Problems to solve:
1 > In the filmmaker interview, write out the passage from "I was at Sundance" up to and including "your film mean?", substituting "thrilled" for "excited".
2 > From the filmmaker interview, turn the paragraph beginning "The Fourfold is based on the animistic beliefs" into a short bulleted list that keeps its main facts.

Text provided:
-- Opening Marker --

I was at Sundance 2017 with my short film Nutag-Homeland. At that time of course it was an in-person festival. There were so many events, talks and various activities everyday, but I didn’t manage to see many films at the festival as the tickets were sold out instantly. Everyone was very excited and passionate about what they were doing.
"I think it’s one of the most direct sense of expressions of the creator’s mind with the hands-on practice and physical materials."
The Fourfold won the Jury Award at last years Mammoth Lakes Film Festival, what does getting this type of recognition for your film mean?
The Best Animation Short Award is a great recognition for my work and encourages tremendously my career in independent animation filmmaking.
Where did the inspiration for The Fourfold come from?
The Fourfold is based on the animistic beliefs and shamanic rituals from Mongolia and Siberia. As a child, I heard about the rituals from my grandparents who used to live as nomads on the grassland. As an adult I learned that these beliefs and rituals are called animism, which is a term from a British anthropologist in the 19th century. It described that Western European have advanced to the highest stage of science, while the rest of world’s people were still “primitive" and animistic. Of course, this out-dated colonialist notion was long shunned. In the past twenty years, the idea of animism has been reconsidered and has become self-description among indigenous populations for land rights, the protection of natural resources and environmental ethics.
What where the biggest challenges you faced bringing The Fourfold to life?
The topic has never been a priority for certain producers and the provincial funding institution in Quebec when the project was in the development phase. But later, it was supported by multiple artist residencies and the federal funding agency, then the biggest challenge was my time putting the work into life while I was working part-time on another film.
How do you manage all your creative roles on a project like this?
I played pretty much all the creative roles on this film, except for the sound mixing at the end.
When working on a film do you like to stick to what you've planned or do you allow yourselves to be flexible?
I always have a storyboard and an animatic (the plan of the animation with timing), but as soon as I start actually animating with the under camera animation technique, there’s always lots of space for improvisation. This workflow’s straight ahead and has a forward momentum, so most of the times I can’t go back to correct a mistake in one frame. As a result, there’ll be some changes from the original plan with new experiments.

-- Closing Marker --

Information given:
-- Opening Marker --

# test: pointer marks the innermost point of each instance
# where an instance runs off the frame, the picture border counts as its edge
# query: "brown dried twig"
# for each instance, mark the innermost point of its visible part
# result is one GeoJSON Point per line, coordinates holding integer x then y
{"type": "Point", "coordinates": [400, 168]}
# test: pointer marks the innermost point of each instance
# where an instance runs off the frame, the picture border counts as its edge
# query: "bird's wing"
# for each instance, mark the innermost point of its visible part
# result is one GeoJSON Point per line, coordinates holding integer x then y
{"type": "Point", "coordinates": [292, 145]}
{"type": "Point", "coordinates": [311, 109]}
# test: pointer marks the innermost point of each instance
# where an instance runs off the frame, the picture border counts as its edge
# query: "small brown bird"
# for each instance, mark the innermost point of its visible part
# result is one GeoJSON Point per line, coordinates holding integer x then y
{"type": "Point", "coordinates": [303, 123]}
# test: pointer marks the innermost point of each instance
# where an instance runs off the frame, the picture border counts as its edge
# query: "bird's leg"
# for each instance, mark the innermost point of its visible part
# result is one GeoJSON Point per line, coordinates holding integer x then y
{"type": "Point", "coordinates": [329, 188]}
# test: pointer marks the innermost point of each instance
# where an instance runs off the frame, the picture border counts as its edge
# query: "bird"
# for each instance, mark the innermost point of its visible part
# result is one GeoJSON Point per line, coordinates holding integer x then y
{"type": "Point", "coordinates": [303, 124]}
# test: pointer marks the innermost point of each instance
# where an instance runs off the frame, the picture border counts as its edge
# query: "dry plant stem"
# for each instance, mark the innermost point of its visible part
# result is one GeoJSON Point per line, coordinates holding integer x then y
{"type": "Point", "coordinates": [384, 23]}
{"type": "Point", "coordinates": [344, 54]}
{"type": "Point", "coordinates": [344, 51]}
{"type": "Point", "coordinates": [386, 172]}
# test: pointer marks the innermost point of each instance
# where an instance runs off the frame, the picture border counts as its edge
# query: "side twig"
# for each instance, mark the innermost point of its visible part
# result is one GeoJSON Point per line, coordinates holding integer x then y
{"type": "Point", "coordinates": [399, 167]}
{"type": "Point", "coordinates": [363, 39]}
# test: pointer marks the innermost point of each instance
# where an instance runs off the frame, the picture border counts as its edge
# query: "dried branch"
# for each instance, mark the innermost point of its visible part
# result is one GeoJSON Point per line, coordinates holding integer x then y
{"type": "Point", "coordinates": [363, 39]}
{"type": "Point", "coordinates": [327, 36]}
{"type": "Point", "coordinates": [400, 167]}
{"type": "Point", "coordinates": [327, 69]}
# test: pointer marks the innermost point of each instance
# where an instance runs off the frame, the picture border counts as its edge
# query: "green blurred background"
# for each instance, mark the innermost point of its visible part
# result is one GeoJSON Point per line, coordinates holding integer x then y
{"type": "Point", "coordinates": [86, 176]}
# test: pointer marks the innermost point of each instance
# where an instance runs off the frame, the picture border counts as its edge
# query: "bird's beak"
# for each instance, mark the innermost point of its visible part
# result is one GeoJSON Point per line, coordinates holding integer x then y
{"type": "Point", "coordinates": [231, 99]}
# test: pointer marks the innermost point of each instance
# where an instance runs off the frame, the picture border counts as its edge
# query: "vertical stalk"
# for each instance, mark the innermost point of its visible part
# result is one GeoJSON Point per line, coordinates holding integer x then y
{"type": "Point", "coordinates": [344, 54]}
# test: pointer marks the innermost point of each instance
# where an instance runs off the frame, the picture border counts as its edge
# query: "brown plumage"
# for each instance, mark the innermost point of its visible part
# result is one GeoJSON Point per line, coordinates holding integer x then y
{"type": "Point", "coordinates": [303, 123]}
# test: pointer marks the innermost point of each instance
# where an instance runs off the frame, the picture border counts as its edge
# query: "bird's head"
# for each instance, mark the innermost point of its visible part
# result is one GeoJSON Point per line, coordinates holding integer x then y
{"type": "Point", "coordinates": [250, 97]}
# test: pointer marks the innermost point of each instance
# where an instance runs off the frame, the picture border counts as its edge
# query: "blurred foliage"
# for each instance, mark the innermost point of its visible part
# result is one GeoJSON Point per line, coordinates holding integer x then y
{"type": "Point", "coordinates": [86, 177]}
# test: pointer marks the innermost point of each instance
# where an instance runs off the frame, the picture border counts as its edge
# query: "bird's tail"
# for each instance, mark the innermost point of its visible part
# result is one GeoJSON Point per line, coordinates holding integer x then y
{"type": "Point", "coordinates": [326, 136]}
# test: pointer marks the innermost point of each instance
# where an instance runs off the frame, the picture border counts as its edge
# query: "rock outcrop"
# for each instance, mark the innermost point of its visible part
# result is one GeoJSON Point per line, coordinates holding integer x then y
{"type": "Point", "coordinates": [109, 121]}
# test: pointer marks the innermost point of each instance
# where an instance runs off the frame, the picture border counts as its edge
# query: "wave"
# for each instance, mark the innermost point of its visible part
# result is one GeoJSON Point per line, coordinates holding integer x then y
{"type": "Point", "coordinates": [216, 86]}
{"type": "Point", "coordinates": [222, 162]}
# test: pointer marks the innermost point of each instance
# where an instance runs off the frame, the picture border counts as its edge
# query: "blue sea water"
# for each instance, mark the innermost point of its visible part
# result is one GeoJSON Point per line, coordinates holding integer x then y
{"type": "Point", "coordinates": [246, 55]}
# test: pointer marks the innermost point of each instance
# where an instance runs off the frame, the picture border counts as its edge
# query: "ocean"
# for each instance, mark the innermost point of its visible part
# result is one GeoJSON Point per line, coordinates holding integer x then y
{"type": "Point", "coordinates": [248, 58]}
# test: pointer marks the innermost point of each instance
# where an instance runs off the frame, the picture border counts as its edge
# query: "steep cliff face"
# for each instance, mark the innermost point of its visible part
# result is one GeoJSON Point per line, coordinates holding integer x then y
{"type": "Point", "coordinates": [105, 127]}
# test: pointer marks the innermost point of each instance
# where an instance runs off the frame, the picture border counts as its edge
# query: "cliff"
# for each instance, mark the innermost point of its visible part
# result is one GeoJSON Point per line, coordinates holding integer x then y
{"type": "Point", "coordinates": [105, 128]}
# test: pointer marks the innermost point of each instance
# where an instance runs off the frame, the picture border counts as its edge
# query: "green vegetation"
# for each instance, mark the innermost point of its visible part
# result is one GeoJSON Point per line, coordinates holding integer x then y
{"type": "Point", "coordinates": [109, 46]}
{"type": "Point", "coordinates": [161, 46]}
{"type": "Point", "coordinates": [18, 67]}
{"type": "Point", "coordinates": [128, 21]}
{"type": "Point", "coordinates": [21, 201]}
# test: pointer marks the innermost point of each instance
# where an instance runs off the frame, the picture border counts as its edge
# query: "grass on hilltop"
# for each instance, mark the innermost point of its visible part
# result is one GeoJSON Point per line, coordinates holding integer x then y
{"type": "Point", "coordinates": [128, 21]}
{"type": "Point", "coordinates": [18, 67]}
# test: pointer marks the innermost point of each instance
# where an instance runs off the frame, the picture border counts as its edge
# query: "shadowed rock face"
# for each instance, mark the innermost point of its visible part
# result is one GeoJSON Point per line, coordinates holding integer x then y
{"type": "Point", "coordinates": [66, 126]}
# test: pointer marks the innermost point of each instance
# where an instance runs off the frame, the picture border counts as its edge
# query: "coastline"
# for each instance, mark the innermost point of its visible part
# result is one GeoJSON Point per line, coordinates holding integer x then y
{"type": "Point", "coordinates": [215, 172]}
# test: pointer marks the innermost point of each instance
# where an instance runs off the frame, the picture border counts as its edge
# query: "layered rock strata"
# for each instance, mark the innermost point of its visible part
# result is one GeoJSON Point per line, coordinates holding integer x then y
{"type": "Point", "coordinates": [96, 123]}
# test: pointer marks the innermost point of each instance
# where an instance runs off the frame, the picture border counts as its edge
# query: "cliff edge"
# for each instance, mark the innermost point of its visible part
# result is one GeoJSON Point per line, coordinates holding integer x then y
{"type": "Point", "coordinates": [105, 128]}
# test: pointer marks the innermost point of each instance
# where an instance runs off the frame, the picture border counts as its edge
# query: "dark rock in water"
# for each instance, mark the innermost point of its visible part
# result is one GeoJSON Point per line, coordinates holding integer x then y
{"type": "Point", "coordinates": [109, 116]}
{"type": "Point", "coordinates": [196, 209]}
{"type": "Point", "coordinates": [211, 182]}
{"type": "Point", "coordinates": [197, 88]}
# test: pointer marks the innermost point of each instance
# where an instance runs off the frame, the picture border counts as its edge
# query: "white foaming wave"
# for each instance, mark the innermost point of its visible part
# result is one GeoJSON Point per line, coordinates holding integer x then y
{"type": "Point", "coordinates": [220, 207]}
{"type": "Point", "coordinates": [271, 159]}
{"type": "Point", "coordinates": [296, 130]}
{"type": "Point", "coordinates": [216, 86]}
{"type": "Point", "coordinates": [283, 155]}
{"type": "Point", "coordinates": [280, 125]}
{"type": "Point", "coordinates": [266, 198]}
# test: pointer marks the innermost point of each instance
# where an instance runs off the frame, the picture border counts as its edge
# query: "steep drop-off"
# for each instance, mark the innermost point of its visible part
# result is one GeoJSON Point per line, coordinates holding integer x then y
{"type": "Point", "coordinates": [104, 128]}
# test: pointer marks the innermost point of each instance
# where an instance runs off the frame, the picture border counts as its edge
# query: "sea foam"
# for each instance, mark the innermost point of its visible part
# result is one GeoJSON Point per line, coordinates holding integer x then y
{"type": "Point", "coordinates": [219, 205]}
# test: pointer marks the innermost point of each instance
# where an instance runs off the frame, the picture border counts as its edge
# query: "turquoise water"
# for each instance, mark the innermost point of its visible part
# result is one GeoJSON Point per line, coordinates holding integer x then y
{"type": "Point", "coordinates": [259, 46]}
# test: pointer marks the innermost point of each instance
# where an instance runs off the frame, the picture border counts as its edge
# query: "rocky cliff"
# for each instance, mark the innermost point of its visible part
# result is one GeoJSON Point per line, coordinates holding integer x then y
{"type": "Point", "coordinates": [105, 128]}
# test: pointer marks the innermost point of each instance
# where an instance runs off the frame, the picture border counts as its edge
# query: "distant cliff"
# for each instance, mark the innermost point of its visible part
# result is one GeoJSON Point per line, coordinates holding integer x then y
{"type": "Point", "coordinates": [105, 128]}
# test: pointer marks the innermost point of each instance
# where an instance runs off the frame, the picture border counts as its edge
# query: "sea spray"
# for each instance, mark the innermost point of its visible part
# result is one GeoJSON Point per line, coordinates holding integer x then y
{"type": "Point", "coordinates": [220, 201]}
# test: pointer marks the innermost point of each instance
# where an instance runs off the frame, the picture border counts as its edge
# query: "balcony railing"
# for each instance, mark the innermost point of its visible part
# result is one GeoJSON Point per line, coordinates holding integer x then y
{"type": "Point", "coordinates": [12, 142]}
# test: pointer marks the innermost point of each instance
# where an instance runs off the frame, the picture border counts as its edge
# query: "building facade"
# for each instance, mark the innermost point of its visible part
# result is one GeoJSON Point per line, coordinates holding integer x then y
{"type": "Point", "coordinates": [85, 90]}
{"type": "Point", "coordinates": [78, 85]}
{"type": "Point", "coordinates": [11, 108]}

-- Closing Marker --

Numbered answers:
1 >
I was at Sundance 2017 with my short film Nutag-Homeland. At that time of course it was an in-person festival. There were so many events, talks and various activities everyday, but I didn’t manage to see many films at the festival as the tickets were sold out instantly. Everyone was very thrilled and passionate about what they were doing.
"I think it’s one of the most direct sense of expressions of the creator’s mind with the hands-on practice and physical materials."
The Fourfold won the Jury Award at last years Mammoth Lakes Film Festival, what does getting this type of recognition for your film mean?

2 >
- The Fourfold draws on animistic beliefs and shamanic rituals from Mongolia and Siberia.
- The filmmaker first heard about these rituals as a child from grandparents who had lived as nomads on the grassland.
- As an adult, the filmmaker learned that the beliefs and rituals are called animism, a term from a 19th-century British anthropologist.
- That term held that Western Europeans had reached the highest stage of science while the rest of the world's people were still "primitive" and animistic. This outdated colonialist notion was long shunned.
- In the past twenty years, animism has been reconsidered. Indigenous populations have taken it up as a self-description in support of land rights, protection of natural resources, and environmental ethics.